SHORT EXERCISE:
Reproduce word for word the part of the records that opens with the line containing "Point to the dry" and runs through the end of the records, with both ends included.

[Entries taken from a collection]
────────────────────────────────────────

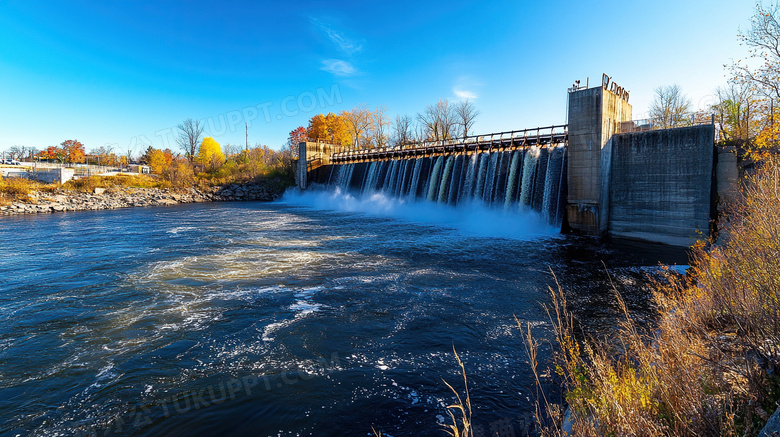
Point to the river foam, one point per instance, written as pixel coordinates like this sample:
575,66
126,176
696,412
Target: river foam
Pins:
473,219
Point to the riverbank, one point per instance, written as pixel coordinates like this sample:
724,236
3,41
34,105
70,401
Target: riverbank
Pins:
61,200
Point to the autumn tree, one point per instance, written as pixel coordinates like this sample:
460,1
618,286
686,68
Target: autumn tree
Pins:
73,151
670,107
438,121
465,116
188,139
210,154
358,121
318,128
297,136
762,78
737,112
380,127
402,130
156,160
180,173
53,153
103,155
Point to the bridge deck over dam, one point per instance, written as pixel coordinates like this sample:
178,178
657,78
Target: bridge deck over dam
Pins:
601,174
509,140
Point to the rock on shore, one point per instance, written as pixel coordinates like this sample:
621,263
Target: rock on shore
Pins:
115,198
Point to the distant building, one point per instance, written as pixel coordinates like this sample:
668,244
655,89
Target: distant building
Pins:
138,168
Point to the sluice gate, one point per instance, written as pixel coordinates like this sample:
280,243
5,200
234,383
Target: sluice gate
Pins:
601,174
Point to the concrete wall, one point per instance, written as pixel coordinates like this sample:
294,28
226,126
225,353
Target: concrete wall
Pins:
658,185
727,176
595,115
300,173
59,175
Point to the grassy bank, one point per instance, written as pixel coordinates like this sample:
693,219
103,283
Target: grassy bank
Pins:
710,369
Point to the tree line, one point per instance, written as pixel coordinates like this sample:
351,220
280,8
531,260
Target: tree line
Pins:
364,128
746,107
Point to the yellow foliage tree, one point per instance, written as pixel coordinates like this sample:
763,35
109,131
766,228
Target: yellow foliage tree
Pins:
210,154
331,128
157,161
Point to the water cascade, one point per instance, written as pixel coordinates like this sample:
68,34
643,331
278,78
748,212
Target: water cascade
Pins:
532,179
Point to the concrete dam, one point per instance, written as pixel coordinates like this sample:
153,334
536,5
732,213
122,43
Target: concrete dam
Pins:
532,178
601,175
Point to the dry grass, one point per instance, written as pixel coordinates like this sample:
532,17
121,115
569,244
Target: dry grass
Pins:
88,185
20,189
460,412
710,368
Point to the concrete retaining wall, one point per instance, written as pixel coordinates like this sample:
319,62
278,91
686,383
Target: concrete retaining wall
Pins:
60,175
658,185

────────────────────────────────────────

WRITTEN ANSWER:
Point to the dry grass, one point per instance, written as pixel coordinates like this sample:
532,17
121,115
569,244
Target: dry grass
Pins:
88,185
20,189
460,412
710,368
Point to the concrete retaining wall, one point per instance, written as pixel coordinates like this sample:
319,62
278,91
686,383
Target: concrete retaining wall
Pins:
60,175
658,185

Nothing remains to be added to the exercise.